Exercise details: Please put each line of the records below into a JSON list of strings, one string per line, with blank lines skipped. Leave the pictures out of the list.

Input rows:
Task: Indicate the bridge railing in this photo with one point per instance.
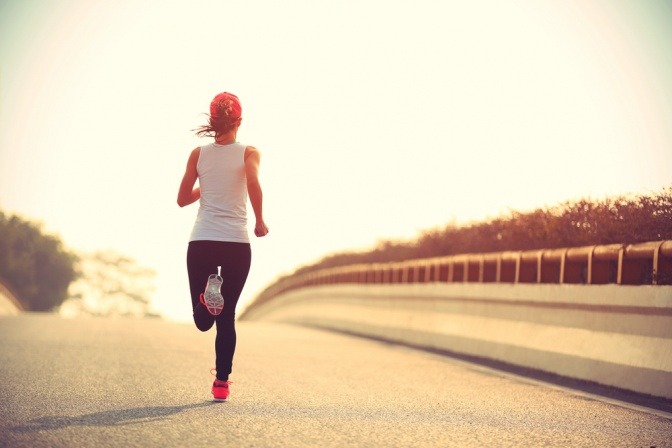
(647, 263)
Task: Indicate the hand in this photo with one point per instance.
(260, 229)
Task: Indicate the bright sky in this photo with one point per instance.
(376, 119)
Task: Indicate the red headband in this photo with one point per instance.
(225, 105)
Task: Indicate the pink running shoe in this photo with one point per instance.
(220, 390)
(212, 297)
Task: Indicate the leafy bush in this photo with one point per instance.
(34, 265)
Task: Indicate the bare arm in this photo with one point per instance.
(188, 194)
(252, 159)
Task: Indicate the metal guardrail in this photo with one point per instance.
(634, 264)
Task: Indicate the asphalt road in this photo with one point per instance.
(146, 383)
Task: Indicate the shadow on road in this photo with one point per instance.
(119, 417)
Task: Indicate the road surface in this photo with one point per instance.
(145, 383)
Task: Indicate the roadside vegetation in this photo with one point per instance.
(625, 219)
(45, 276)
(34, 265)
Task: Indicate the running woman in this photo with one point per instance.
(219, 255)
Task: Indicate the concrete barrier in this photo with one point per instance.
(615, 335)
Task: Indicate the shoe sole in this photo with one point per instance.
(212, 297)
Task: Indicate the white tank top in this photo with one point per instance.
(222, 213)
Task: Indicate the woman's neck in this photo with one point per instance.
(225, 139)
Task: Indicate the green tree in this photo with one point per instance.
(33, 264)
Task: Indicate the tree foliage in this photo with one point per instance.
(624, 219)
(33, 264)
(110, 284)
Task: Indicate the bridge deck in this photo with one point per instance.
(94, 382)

Output of the exercise:
[
  "Task: Indicate the bridge railing in this photo with one point per instance.",
  "(647, 263)",
  "Task: Indicate the hand in this photo with one point per instance.",
  "(260, 229)",
  "Task: Indicate the bright sky in this photo with one point per instance.",
  "(376, 119)",
  "Task: Indicate the red headband in this photo with one point per instance.",
  "(225, 105)",
  "Task: Indicate the pink running shoe in this photo with one point per instance.",
  "(220, 390)",
  "(212, 297)",
  "Task: Indicate the leafy bush in this photo with one point per instance.",
  "(34, 265)",
  "Task: Indicate the bare arm in this photo with one point per instance.",
  "(188, 194)",
  "(252, 159)",
  "Task: Indicate the metal guardrail in this photo with one point per instance.",
  "(634, 264)",
  "Task: Indicate the asphalt road in this photo with one point per instance.",
  "(146, 383)",
  "Task: Indicate the shadow on road in this photo with one point per instance.",
  "(119, 417)",
  "Task: Indicate the road surface in this photo with one point per instance.",
  "(145, 383)",
  "Task: Indicate the roadside vegetation in this photo with one point per instance.",
  "(625, 219)",
  "(45, 276)",
  "(34, 265)",
  "Task: Indicate the running woman in this photo with one point per instance.",
  "(219, 255)",
  "Task: Indicate the concrete barrier in this photo with one point per instance.",
  "(615, 335)",
  "Task: Indicate the shoe sole in this photo with one point per instance.",
  "(212, 297)",
  "Task: Indicate the white tank top in this photo with one point per instance.",
  "(222, 213)",
  "Task: Indicate the woman's neck in this photo with one point per instance.",
  "(225, 139)",
  "Task: Indicate the green tree in this photo with one point per instance.",
  "(33, 264)",
  "Task: Indicate the tree foliage in this photo with one point per instance.",
  "(624, 219)",
  "(33, 264)",
  "(110, 284)",
  "Task: Indicate the bridge deck in this photo with one point per instance.",
  "(94, 382)"
]